● **THE RECORDS**:
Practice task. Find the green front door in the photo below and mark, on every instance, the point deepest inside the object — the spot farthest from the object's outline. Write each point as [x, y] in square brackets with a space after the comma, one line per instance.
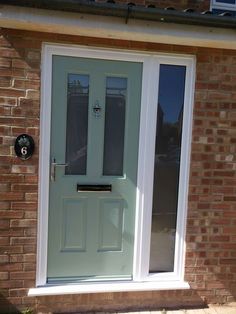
[94, 157]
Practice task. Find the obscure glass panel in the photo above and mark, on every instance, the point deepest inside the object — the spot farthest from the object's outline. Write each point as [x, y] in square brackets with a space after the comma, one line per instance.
[167, 165]
[116, 89]
[77, 123]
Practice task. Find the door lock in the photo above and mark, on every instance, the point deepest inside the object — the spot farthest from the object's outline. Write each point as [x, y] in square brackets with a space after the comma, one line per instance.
[54, 164]
[97, 109]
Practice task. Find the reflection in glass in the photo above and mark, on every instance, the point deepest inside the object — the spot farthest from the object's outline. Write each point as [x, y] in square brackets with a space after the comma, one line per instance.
[116, 89]
[77, 123]
[167, 166]
[226, 1]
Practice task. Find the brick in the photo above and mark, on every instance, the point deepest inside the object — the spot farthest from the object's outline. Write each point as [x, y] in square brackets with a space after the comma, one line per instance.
[23, 223]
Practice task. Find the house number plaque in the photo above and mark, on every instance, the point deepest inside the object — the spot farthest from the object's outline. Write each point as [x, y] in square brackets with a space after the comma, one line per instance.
[24, 146]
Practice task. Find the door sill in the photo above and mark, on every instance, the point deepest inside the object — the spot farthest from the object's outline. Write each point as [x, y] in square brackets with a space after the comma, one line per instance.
[106, 287]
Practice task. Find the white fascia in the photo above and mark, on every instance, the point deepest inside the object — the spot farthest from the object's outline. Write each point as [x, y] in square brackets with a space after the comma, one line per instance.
[115, 28]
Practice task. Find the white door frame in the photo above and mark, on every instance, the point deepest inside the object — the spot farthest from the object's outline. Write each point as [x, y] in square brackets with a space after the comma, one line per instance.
[149, 98]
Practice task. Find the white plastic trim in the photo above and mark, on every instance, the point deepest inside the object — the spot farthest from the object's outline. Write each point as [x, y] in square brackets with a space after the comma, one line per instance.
[222, 6]
[69, 23]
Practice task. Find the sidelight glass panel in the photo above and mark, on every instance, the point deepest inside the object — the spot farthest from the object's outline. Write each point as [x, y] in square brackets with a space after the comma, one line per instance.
[77, 123]
[167, 167]
[116, 89]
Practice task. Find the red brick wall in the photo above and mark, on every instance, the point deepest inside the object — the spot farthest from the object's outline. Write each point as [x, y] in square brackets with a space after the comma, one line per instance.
[211, 225]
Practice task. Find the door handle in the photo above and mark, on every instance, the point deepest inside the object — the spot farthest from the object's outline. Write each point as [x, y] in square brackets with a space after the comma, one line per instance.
[54, 164]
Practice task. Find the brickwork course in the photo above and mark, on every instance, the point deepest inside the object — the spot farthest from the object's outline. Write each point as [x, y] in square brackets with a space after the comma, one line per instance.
[210, 266]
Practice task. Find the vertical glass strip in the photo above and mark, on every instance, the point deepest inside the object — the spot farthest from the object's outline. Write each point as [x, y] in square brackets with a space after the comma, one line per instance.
[77, 123]
[116, 90]
[167, 167]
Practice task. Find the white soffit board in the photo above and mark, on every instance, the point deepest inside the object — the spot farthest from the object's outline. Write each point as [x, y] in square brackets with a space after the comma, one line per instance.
[115, 28]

● **WHAT TO PRODUCE**: Pictures in the records above are to be left out of an otherwise exact copy.

● **RESPONSE FOR THIS EXERCISE**:
Practice task. Find the green front door in the photo below and mark, on every instance, the point deepest inside the object — the spot farthest from the object's outline. Write each point as [x, y] in square brackets with a space after the comma, one line per instance.
[94, 157]
Practice task. Find the obscure glass panel in the photo above and mark, on every instance, the point deepest inside the object — the spot farthest from the object's outline. Write each point as [x, y] in square brackets with a space after the comma, one line per instance.
[167, 165]
[116, 89]
[77, 123]
Practice task. Find the door lock in the photo above and mark, on every instance, the point deepest inside the object — the spot farthest from the object's outline. Write each point as [x, y] in square brackets with a space after the comma, one line per instance.
[54, 164]
[97, 109]
Practice task. Find the reflection in glass in the photo above and mark, on every instance, the point deepest inside the object — the spot farthest from the object's outline. Write each point as [x, y] in square brackets with a space after the comma, one line per instance.
[116, 89]
[77, 123]
[167, 166]
[226, 1]
Practice task. Find the brick in the photo above and mark, on every instance, the point deepest inside the object — the spot farthest from the object's outline. Write each point as [x, y] in square brackets with a space after the comma, one line per instance.
[23, 223]
Practice task. Find the house number plaque in the photo above and mark, on every instance, the point deepest inside the object — the spot farthest from the object's outline. Write each point as [x, y] in square brackets with a space after the comma, one line per instance.
[24, 146]
Practice task. Find the door sill in the photo above and mark, on every instance, the point deepest inside the object — the spot farthest from the object's outline. Write each point as [x, y] in square brackets with a space after the comma, one line per instance.
[106, 287]
Practice task. Find the white fascia in the photo above and mark, on every instance, the point deepest inside the object — the spot farthest from the object's outline. Write each point as [x, y] in square brackets with a space after the comma, one line per instance.
[115, 28]
Practice task. Find the white door frame in the photo above and mark, on every instance, the point deepest inside the object — the spot farthest from the object's outline. Write each point as [x, y] in square brackets with a space after the comma, one line per instance.
[149, 98]
Practice task. Find the white plastic trim in the photo above and mark, on every instance, the point deepest inside the object — the spot farthest from the object's outline. Write each point as [x, y] in square brackets with a space after the comma, one line per instance.
[222, 6]
[69, 23]
Practice task. Find the sidelight glass panel in the photo above and mark, on every instance, the point deepest inside the object — the spot farthest from the object's outline. Write each point as [x, y] in square brackets with a space after the comma, one line per instance.
[77, 123]
[167, 167]
[116, 89]
Practice task. Find the red brick wall in the photo above and mark, on every instance, the point deepest inside the object — the spot farthest from the object's outline. Write each point as [x, y] in square brackets with a space after the comma, one line per instance.
[211, 225]
Practice task. Find the door handle in the photo above and mark, on every instance, the point deepest inside the object — the spot farthest from the object's outline. Write each point as [x, y] in square brackets with a space after the comma, one line per instance.
[54, 164]
Practice task. Find the brickwork course in the photo above and mark, on every instance, the point deepest inside the object — the spot farthest from the object's outline. Write each point as [x, y] in square brackets with a space after the comma, one line per instance.
[210, 266]
Practice task. Find the vertical glass strip in the photo above and mark, on every instance, the point deepest inside the object — the spot farthest from the object's outline. Write each point as [x, y] in square brackets with a space after the comma, one line per instance.
[77, 123]
[116, 90]
[167, 167]
Practice task. Find the white soffit board in the photo above and mark, on every instance, the point deepest inside the object — the spot farthest from the object's outline. Write each point as [x, y] in square brackets with a space after the comma, one line per instance.
[115, 28]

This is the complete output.